Building OCR For Devanagari Handwritten Character

6 minute read

Using Keras, OpenCv, Numpy build a simple OCR.

Contents

Inspiration

Devanagari is popular across India and Nepal. It is also a National font of Nepal so back in 2018 I thought of doing OCR for our font as a project. I had no clue how to do it but I knew some basics of Machine Learning. But I started doing it in 2019 and it ended in 3 months. In the end it became my school project.

Recognition Of Devanagari Character

Requirements

Some basic knowledge on Machine Learning. And for coding, you might need keras 2.X, open-cv 4.X, Numpy and Matplotlib.

Introduction

Devanagari is the national font of Nepal and is used widely throughout India also. It contains 10 numerals(०, १, २, ३, ४, ५, ६, ७, ८, ९) and 36 consonants (क, ख, ग, घ, ङ, च, छ, ज, झ, ञ, ट, ठ, ड, ढ, ण, त, थ, द, ध,न, प,फ, ब, भ, म, य, र, ल, व, श, ष, स, ह, क्ष, त्र, ज्ञ). Some consonants are complex and made by combining some others. However, throughout this project I considered them as single characters.

The required dataset is publicly available on the link. Huge credit goes to the team who collected the dataset and made it public.

Dataset Preparation

We could create our own version of the dataset but why take a lot of time rather than working with the already collected dataset. The format of the image was Grayscale with 2 pixels margin on each side. I didn’t know that much about ‘Image Datagenerator’ of Keras then so I converted all the image files to CSV file with the first column as label and remaining 1024 as pixel values. But now I highly recommend to use ‘Image Datagenerator’.

Model Preparation

For the model, I picked up a simple CNN. Keras Summary of model is given below.

Keras Model Summary

Model Training

  • Loss: Categorical Cross Entropy
  • Optimizer: SGD
  • Batch size: 32
  • Epochs: 100
  • Validation split: 0.2
  • Train time: 37.86 minutes on Google Colab
  • Test accuracy: 99.29%

I have used various models and some weeks to train a fine model and ended up with the best one by using above parameters. Here is the image about how the model was tuned.

Model Accuracy
Model Loss

My Github Repository consists of all top 3 models(cnn0, cnn1, cnn2) and their code please follow through this link.

Image Processing

Training a model alone will not create an OCR. And we can’t use real world images on the model without doing pre-processing. Here is a complete image processing model code.

def preprocess(bgr_img):#gray image
img = bgr_img[:]
blur = cv2.GaussianBlur(img,(5,5),0)
ret,th_img = cv2.threshold(blur,0,255,cv2.THRESH_BINARY_INV+cv2.THRESH_OTSU) #converts black to white and inverse
rows, cols = th_img.shape
bg_test = np.array([th_img[i][i] for i in range(5)])
if bg_test.all() == 0:
text_color = 255
else:
text_color = 0
#print('Process: Localization....\n')
tb = borders(th_img, text_color)
lr = borders(th_img.T, text_color)
dummy = int(np.average((tb[2], lr[2]))) + 2
template = th_img[tb[0]+dummy:tb[1]-dummy, lr[0]+dummy:lr[1]-dummy]
#print("Process: Segmentation....\n")

MATERIAL SUPPLIED:
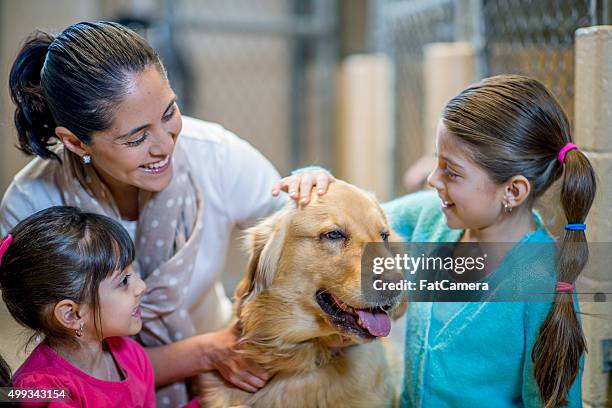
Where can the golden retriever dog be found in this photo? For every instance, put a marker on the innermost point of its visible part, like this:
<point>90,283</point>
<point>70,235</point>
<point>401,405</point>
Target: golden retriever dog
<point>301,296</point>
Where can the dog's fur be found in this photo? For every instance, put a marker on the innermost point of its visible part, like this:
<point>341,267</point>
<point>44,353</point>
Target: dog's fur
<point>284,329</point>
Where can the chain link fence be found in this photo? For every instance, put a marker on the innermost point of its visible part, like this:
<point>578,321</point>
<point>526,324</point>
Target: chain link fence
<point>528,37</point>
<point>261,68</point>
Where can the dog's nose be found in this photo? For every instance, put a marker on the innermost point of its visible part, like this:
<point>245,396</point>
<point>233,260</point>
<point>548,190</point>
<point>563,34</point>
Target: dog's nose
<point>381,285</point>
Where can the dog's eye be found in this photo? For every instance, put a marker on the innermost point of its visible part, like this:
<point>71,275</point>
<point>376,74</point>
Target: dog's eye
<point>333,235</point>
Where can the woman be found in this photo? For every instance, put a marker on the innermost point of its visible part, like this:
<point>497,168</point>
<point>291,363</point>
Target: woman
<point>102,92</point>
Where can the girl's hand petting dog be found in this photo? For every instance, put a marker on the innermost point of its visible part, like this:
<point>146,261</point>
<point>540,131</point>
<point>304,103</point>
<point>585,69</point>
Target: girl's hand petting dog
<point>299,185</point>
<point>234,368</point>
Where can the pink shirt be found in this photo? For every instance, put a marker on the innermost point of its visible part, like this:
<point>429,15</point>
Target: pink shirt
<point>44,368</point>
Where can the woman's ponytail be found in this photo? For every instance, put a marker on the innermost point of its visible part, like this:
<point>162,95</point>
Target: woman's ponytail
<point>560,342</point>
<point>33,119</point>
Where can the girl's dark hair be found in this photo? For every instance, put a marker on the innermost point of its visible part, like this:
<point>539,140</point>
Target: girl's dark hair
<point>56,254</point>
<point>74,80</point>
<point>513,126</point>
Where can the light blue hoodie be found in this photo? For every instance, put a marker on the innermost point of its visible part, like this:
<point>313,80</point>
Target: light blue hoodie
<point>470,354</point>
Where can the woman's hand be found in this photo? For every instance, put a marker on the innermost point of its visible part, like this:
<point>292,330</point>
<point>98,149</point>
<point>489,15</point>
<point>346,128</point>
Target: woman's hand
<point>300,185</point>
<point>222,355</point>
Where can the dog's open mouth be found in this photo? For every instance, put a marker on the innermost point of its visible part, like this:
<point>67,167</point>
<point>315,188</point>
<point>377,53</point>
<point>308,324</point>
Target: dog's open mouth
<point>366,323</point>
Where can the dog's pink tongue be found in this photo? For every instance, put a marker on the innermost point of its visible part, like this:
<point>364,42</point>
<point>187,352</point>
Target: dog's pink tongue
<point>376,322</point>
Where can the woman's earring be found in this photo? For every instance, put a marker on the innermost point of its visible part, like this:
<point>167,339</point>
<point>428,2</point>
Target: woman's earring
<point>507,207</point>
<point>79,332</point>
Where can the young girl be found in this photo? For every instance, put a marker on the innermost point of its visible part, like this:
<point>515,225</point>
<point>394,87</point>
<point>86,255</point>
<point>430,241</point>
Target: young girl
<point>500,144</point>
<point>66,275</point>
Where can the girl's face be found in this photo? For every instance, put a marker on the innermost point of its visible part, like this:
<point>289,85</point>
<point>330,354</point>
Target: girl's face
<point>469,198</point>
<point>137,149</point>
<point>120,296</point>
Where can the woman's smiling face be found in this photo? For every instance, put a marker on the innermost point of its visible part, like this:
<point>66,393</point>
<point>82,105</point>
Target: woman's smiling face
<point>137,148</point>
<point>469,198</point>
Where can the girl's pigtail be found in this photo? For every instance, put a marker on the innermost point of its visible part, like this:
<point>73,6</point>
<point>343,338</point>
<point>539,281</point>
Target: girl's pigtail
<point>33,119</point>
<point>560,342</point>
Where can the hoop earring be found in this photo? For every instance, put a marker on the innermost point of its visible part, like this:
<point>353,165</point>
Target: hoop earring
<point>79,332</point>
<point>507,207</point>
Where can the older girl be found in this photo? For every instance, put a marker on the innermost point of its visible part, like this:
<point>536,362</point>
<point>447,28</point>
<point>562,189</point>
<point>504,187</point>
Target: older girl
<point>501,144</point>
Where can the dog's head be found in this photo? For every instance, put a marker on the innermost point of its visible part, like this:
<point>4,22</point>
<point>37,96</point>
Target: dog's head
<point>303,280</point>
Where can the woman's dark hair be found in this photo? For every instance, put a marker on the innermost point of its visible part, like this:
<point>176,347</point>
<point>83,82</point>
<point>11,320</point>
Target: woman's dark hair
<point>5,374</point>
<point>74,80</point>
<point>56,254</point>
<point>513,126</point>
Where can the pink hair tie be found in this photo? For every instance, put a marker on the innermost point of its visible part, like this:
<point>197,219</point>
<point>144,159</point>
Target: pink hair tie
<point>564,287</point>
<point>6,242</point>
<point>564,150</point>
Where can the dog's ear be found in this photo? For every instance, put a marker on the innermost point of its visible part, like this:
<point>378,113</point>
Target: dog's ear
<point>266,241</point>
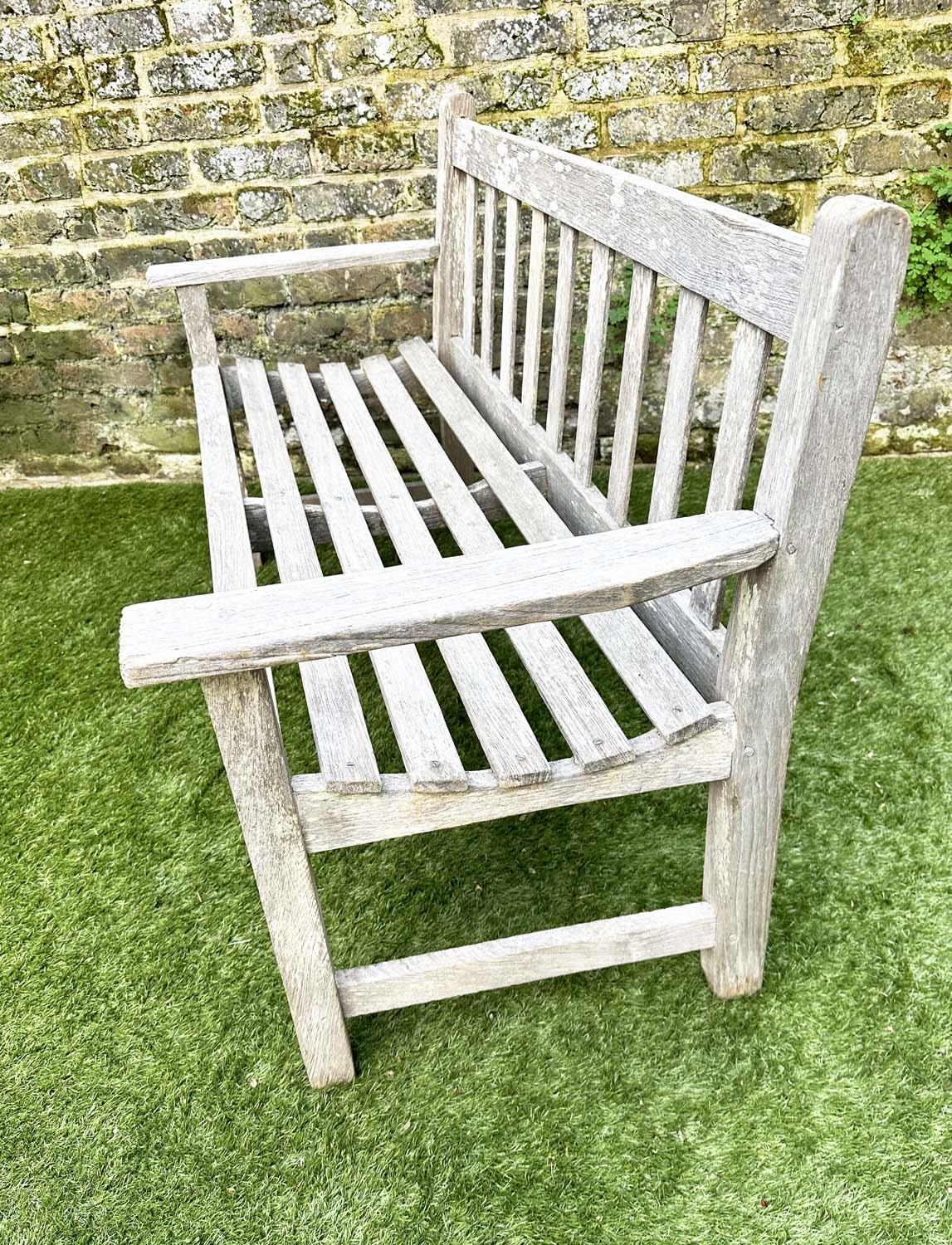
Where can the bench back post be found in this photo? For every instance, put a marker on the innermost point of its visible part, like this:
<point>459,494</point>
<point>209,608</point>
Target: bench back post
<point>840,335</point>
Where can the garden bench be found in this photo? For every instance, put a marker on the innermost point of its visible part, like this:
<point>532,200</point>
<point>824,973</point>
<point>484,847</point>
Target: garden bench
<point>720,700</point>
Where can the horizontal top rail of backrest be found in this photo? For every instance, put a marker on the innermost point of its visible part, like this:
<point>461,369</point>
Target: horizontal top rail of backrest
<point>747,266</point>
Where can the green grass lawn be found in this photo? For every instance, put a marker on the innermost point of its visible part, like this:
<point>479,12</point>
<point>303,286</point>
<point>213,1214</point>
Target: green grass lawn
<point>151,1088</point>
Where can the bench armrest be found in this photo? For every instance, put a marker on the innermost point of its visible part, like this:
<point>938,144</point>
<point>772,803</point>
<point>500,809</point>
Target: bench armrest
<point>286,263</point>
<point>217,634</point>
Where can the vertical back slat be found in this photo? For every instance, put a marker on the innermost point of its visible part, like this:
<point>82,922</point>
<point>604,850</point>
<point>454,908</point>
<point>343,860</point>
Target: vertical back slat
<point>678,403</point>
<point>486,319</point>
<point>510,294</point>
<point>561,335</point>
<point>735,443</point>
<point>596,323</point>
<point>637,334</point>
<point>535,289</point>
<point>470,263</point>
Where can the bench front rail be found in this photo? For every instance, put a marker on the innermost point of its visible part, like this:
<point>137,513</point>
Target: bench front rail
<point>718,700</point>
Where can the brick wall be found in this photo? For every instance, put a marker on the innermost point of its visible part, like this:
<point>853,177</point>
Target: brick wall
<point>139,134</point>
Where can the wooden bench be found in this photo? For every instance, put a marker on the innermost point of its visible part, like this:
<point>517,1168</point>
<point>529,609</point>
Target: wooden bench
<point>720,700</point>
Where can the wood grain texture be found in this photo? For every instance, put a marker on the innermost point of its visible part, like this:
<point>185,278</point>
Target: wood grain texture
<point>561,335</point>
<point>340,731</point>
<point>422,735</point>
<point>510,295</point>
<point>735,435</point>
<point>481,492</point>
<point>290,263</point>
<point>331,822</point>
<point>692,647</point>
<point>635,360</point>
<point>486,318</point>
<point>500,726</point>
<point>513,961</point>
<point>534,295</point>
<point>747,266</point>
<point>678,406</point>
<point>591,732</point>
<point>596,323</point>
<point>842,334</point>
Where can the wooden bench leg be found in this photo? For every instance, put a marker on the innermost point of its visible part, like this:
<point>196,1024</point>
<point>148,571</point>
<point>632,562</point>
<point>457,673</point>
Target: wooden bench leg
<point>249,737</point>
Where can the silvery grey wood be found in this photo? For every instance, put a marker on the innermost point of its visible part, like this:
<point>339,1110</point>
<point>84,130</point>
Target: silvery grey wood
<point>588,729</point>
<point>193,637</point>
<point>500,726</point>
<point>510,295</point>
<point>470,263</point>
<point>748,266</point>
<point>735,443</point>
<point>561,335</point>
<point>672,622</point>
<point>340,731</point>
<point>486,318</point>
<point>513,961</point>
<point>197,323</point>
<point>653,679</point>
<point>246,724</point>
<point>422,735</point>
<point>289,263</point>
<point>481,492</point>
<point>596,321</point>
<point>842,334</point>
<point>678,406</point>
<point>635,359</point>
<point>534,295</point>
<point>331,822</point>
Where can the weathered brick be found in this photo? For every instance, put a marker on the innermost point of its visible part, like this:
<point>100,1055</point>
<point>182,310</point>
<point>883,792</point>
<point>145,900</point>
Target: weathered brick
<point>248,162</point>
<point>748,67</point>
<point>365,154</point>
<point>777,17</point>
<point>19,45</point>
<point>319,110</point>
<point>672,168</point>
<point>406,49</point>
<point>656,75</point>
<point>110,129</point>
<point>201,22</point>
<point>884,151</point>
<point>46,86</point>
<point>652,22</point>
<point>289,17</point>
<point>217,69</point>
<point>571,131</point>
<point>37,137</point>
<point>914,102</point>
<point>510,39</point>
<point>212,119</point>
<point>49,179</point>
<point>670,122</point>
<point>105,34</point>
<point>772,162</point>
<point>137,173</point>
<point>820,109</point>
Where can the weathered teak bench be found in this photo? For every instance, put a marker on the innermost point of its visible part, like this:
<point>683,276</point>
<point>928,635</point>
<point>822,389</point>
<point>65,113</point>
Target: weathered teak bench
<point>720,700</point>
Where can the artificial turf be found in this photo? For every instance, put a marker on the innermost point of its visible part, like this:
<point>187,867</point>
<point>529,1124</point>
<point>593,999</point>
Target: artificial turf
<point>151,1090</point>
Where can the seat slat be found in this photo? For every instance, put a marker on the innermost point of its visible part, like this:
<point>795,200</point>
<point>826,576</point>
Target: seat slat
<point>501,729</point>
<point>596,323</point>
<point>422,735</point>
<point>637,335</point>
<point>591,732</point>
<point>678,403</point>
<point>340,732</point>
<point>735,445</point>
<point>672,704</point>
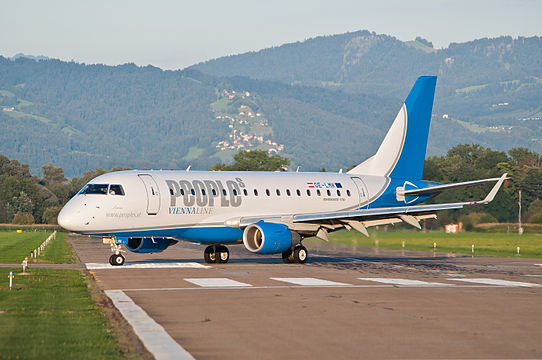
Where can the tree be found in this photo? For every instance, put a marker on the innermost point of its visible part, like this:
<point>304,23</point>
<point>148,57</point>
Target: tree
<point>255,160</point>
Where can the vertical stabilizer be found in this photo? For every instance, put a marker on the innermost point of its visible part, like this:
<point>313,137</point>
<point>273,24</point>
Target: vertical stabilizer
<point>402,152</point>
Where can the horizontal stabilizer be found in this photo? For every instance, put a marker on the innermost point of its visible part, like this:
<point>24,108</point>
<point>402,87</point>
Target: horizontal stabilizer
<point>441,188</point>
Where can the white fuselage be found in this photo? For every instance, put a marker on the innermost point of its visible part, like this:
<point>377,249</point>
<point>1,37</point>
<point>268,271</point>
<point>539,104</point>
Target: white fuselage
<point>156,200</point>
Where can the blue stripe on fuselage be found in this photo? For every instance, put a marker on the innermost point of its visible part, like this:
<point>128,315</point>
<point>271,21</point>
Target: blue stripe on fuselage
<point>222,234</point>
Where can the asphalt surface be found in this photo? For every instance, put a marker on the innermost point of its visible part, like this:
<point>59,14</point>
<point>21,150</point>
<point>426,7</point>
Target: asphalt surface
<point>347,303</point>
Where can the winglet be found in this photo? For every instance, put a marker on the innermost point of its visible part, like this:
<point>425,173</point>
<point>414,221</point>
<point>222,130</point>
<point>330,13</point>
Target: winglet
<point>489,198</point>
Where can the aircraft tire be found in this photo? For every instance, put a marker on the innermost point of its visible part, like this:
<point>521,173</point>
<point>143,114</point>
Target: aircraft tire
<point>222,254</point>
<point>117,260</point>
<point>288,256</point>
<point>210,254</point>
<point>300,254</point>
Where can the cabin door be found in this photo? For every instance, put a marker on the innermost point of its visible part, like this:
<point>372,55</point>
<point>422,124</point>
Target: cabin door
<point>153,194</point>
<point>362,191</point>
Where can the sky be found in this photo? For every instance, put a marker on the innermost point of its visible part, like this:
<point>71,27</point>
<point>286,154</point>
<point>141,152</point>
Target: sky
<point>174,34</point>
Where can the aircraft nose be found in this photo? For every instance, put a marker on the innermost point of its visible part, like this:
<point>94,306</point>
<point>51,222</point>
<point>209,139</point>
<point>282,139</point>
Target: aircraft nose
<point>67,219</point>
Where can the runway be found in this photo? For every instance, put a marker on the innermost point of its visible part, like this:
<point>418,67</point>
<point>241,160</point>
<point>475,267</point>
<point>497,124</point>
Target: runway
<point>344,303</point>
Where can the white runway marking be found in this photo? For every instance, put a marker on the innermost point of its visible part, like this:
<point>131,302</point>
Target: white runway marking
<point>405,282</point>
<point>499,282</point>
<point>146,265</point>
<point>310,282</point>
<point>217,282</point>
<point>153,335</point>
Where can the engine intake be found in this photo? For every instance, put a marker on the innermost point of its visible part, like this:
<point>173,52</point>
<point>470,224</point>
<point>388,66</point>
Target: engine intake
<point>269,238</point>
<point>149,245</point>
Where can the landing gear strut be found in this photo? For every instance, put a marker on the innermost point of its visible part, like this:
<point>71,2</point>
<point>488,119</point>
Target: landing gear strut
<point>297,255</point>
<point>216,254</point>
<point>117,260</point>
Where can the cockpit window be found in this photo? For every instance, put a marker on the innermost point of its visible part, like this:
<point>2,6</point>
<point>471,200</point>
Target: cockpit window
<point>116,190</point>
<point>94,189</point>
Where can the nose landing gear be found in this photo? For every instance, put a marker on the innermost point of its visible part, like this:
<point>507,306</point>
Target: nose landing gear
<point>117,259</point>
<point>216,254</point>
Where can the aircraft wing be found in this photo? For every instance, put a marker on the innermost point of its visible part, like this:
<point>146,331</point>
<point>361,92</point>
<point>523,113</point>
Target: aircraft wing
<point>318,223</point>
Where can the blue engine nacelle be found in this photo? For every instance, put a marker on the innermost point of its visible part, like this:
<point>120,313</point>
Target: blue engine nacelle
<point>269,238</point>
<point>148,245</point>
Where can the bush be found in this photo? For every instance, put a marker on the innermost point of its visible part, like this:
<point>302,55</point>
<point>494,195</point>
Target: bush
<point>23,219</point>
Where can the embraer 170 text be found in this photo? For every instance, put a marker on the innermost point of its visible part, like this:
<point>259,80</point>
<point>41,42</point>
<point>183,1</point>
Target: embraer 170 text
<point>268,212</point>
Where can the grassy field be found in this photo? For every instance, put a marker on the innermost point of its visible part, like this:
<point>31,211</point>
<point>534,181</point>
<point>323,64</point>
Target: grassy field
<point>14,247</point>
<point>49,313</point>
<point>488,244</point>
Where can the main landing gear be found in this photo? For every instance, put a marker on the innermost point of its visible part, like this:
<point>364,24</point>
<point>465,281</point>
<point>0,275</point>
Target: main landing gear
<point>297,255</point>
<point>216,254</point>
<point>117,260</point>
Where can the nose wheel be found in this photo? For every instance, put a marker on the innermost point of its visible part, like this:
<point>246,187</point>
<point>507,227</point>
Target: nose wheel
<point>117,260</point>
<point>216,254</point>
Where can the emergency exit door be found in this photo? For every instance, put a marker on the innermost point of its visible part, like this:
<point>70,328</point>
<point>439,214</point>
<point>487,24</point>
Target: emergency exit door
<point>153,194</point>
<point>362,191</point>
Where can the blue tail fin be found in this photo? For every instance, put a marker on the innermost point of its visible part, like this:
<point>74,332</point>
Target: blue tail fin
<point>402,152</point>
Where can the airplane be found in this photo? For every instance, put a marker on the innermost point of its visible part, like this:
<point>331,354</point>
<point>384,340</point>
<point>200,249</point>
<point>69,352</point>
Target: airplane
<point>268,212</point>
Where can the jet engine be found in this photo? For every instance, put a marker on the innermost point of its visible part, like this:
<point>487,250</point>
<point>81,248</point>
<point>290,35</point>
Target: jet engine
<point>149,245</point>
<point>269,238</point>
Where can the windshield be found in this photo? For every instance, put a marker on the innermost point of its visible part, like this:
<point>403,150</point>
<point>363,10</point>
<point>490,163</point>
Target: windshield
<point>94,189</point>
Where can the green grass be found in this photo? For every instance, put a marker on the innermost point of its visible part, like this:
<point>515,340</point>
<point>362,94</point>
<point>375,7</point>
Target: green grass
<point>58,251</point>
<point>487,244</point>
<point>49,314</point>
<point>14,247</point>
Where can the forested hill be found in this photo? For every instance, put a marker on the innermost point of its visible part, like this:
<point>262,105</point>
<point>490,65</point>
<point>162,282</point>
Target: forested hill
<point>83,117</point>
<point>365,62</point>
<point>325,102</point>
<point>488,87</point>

PROBLEM A: Name every software library that the Requirements section of the Devanagari OCR article lists for coding, with the version wherever one is given.
PROBLEM B: Retype the passage of the Devanagari OCR article between "Inspiration" and "my school project.", inclusive.
PROBLEM C:
Answer the following questions from the Devanagari OCR article:
(i) In which year did the work on the project begin, and how long did it last?
(ii) In the CSV file built from the images, how many columns after the label hold pixel values?
(iii) Which optimizer was used to train the model?

EXPECTED OUTPUT A:
keras 2.X
open-cv 4.X
Numpy
Matplotlib

EXPECTED OUTPUT B:
Inspiration

Devanagari is popular across India and Nepal. It is also a National font of Nepal so back in 2018 I thought of doing OCR for our font as a project. I had no clue how to do it but I knew some basics of Machine Learning. But I started doing it in 2019 and it ended in 3 months. In the end it became my school project.

EXPECTED OUTPUT C:
(i) 2019; it lasted 3 months.
(ii) 1024
(iii) SGD